::: Given data

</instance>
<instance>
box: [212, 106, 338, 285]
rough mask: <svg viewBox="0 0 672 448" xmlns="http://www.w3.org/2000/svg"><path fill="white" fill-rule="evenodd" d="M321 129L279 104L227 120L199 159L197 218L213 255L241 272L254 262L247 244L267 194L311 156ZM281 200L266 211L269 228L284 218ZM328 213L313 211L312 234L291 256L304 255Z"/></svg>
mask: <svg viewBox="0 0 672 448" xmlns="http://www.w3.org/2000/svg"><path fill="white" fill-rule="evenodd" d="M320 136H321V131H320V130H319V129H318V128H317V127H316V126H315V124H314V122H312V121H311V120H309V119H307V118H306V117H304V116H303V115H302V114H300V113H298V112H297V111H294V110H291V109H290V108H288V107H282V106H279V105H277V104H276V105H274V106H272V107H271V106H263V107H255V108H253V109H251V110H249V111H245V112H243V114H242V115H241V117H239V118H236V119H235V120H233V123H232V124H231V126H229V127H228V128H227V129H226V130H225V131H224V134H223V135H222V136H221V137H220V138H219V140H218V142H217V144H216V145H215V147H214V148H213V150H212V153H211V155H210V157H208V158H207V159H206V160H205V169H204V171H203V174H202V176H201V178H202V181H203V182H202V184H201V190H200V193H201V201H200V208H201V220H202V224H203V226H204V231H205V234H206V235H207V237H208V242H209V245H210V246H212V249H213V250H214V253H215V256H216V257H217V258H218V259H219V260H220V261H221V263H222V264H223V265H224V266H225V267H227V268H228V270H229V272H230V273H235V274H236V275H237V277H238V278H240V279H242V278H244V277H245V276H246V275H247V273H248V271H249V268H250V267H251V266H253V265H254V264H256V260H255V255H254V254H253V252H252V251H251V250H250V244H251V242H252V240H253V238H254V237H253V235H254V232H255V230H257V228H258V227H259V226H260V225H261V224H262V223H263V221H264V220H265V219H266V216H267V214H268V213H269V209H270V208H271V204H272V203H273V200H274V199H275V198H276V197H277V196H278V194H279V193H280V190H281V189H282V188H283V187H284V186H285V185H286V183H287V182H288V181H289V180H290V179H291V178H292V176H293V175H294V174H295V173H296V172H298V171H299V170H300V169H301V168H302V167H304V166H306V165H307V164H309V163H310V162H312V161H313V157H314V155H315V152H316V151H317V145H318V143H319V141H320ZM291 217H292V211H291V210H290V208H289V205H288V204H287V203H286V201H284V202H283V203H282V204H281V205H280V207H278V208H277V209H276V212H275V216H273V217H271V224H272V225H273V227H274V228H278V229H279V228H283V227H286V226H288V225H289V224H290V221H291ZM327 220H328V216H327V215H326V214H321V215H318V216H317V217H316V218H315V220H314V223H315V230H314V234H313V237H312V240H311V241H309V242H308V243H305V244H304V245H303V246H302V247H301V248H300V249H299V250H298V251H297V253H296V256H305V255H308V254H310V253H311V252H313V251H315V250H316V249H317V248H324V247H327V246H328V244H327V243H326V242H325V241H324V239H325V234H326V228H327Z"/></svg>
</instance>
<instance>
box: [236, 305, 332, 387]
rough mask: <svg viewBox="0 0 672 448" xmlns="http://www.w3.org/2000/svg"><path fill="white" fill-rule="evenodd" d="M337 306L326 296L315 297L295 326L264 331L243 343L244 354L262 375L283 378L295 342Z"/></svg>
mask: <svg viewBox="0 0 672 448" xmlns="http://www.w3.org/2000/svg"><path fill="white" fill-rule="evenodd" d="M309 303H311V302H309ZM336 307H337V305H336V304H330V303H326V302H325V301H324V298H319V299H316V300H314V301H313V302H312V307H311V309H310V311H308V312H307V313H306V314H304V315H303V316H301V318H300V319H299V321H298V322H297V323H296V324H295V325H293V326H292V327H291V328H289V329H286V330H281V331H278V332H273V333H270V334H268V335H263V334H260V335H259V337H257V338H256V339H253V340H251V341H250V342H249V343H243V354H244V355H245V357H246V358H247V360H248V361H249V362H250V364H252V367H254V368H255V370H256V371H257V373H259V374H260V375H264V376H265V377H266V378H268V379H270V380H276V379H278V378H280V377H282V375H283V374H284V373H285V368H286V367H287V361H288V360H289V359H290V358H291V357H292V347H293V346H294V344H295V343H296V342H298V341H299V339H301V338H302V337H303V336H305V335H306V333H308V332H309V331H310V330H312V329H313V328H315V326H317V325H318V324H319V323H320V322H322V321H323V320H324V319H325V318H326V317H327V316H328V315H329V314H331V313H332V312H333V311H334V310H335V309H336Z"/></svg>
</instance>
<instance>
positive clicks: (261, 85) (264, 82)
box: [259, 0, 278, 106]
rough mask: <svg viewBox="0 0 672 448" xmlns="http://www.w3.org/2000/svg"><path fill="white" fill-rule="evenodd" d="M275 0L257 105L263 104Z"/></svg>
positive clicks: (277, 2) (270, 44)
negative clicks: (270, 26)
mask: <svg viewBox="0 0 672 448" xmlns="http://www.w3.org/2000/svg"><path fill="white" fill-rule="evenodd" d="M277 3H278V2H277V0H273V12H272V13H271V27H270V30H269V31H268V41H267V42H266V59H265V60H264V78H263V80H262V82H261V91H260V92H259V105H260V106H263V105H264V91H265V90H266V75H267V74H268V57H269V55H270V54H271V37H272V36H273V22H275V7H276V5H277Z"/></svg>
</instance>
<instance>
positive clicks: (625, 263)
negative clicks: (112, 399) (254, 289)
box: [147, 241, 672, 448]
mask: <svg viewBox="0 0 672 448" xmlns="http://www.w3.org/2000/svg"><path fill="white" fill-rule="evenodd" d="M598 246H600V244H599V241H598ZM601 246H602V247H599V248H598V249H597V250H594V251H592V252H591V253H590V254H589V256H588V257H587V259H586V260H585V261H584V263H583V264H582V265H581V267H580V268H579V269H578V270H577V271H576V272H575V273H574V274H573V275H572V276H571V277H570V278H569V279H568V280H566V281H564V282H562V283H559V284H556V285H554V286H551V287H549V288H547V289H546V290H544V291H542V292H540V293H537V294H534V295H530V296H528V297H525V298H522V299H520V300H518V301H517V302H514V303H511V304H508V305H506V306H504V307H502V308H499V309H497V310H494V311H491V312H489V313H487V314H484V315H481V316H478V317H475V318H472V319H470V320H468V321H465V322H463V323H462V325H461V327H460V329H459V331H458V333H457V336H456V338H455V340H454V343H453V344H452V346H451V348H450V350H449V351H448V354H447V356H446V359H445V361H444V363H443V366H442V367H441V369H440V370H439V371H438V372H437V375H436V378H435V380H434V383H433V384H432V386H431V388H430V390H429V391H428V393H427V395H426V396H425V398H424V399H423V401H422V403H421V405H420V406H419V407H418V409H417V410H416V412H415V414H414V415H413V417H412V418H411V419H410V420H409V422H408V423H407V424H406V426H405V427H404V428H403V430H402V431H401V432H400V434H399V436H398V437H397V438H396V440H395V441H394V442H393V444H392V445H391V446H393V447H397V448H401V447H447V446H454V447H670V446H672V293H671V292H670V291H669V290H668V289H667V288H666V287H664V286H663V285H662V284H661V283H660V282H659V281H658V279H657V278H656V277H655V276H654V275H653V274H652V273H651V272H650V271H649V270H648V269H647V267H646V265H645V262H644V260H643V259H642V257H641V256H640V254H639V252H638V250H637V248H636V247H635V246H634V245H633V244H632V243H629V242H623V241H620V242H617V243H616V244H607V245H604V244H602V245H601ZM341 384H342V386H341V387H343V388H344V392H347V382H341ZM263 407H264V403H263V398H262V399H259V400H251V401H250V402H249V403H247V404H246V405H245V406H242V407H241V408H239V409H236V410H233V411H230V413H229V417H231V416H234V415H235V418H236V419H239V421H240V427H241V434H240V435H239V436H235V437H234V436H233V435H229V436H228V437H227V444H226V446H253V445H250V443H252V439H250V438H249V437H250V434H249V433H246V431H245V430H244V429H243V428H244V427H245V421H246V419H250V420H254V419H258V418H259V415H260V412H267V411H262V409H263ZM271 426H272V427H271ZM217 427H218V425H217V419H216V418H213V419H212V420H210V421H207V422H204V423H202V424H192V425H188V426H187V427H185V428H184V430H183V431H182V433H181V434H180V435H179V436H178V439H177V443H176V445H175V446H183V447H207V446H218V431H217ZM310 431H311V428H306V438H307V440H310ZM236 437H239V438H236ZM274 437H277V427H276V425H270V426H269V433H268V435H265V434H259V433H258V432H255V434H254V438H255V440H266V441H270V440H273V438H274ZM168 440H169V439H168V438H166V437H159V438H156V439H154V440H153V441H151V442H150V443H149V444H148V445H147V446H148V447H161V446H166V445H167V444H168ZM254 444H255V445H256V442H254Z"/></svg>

::::::

Exercise objective: Out of the material above, output word for word the line with "positive clicks: (277, 2) (270, 44)", the line with "negative clicks: (112, 399) (254, 289)", and all lines between them, with nothing else.

Task result:
positive clicks: (277, 2) (270, 44)
negative clicks: (270, 26)
mask: <svg viewBox="0 0 672 448" xmlns="http://www.w3.org/2000/svg"><path fill="white" fill-rule="evenodd" d="M277 3H278V2H277V0H273V12H272V13H271V27H270V30H269V31H268V41H267V42H266V59H265V60H264V78H263V80H262V82H261V91H260V92H259V105H260V106H263V105H264V91H265V90H266V75H267V74H268V57H269V55H270V54H271V37H272V36H273V22H275V7H276V5H277Z"/></svg>
</instance>
<instance>
positive clicks: (625, 263)
negative clicks: (112, 399) (254, 289)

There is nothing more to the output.